When stunned to learn that no American airport is named after a woman, I began calling for Washington Dulles International airport to be renamed for Eleanor Roosevelt. But to me, it is most important to honor women, not score partisan points. Justice O’Connor deserves lasting recognition, both because of her place in history and her efforts to elevate civic learning for all Americans.

Hers is a quintessential American success story. She lived on a rural Arizona ranch as a child, without water or electricity, nine miles from the nearest paved road, yet she earned admission to Stanford and Stanford Law School. Despite being among the law school’s top students, her gender made finding a legal job difficult; she ultimately found a position as a deputy county attorney in San Mateo, California, by agreeing to volunteer and share an office with her secretary.

With three young children, she later took five years away from the practice of law. Her subsequent rise was remarkable. After four years as assistant Attorney General of Arizona, in 1969 she was appointed to fill a vacancy in the Arizona Senate and then won election. In 1973, she became Senate Majority Leader — the first woman in that role anywhere in the nation. She won election to the Maricopa County Superior Court in 1974 and in 1979 was appointed to the Arizona State Court of Appeals. In 1981 came her historic appointment by Ronald Reagan to the U.S. Supreme Court, winning confirmation without a dissenting vote.

I disagree with some of Justice O’Connor’s rulings on the court, and I suspect other Americans do too. But no one questions the seriousness and intelligence she brought to her jurisprudence, and to the burden she carried so well of proving that a woman could be an effective justice. That was no small feat, from having to ask for a women’s restroom to be added to the court to correcting the New York Times in 1983 when it wrote that the court was all men.

+---+

EXERCISE TASK A = Decide whether each statement agrees with the passage on Justice O'Connor, answering yes or no and quoting the deciding words of the passage: (i) She spent her childhood on an Arizona ranch that lacked water and electricity. (ii) Her confirmation to the U.S. Supreme Court drew several dissenting votes. (iii) In 1973 she became the first woman anywhere in the nation to serve as Senate Majority Leader.
EXERCISE TASK B = Extend the passage on Justice O'Connor, picking up after its final sentence.
The records that follow have no connection to the text above.

+---+

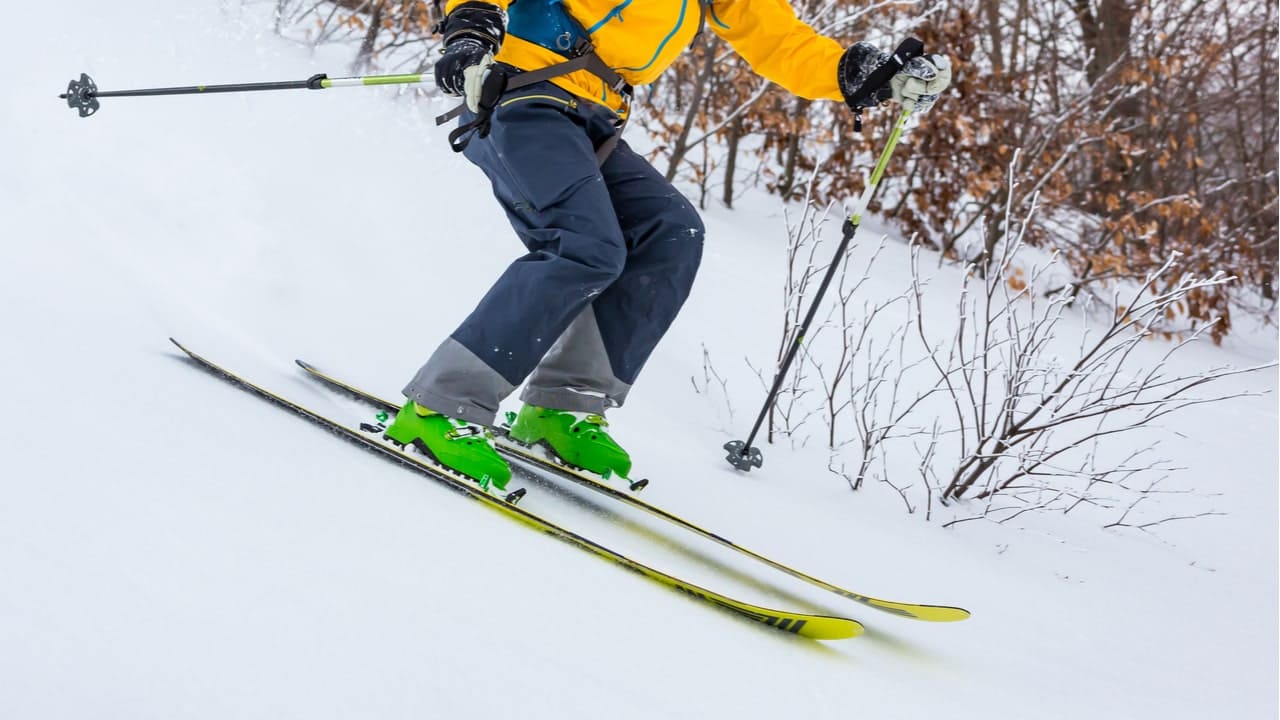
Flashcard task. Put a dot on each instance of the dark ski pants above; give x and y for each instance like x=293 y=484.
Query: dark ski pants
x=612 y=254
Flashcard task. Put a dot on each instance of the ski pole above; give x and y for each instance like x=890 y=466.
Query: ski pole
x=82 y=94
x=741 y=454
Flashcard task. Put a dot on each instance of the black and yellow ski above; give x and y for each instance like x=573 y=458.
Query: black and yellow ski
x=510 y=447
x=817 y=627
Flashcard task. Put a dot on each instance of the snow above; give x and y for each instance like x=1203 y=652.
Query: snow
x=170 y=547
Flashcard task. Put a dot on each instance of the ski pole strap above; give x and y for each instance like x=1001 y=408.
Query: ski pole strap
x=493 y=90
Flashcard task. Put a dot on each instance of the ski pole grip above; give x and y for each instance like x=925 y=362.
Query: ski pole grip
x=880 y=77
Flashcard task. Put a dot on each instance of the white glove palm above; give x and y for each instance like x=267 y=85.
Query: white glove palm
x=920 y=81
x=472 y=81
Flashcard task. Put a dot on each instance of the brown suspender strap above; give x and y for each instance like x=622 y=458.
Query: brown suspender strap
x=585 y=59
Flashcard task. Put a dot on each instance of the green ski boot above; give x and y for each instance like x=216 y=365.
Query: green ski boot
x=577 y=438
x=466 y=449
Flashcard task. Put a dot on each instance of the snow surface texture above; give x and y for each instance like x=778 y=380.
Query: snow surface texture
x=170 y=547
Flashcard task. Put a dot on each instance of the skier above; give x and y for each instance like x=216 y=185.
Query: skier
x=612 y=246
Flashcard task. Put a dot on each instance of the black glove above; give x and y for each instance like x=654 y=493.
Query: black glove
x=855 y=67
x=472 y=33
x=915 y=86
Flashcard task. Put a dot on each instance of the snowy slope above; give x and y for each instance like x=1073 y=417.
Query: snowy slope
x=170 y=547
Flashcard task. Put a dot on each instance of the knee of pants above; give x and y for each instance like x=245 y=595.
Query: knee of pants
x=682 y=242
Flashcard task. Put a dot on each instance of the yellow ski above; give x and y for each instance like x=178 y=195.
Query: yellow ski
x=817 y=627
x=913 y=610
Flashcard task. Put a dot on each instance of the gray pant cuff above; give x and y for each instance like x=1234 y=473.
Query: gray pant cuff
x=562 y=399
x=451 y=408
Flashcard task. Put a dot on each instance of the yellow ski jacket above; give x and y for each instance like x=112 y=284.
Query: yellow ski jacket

+---+

FINAL RESULT A =
(i) Yes: "She lived on a rural Arizona ranch as a child, without water or electricity"
(ii) No: "winning confirmation without a dissenting vote"
(iii) Yes: "In 1973, she became Senate Majority Leader — the first woman in that role anywhere in the nation."

FINAL RESULT B =
Described by some as a “judicial minimalist,” Justice O’Connor often focused on the particular facts of the case at hand. In a court with underlying political divisions, this stance often put her in the role of being a “swing” deciding 5–4 cases. When she retired in 2005, her legacy as a jurist who addressed issues as they came was secure. While she may have agreed more often with the court’s more conservative justices, she found common ground with more liberal justices.

That attitude informed her priorities in the years since leaving the court, including as perhaps the nation’s most prominent advocate of civic learning. In 2009, she launched a website to provide interactive civics lessons to students and teachers, joined former congressman Lee Hamilton as co-chair for the Campaign for the Civic Mission of School and served on the Board of Trustees of the National Constitution Center

While partisans on both sides might grumble, I believe it’s time to send a message to the world that our most prominent international airport honors women leaders. Let’s celebrate Justice O’Connor and all the women who have served our nation by establishing the Sandra Day O’Connor International Airport.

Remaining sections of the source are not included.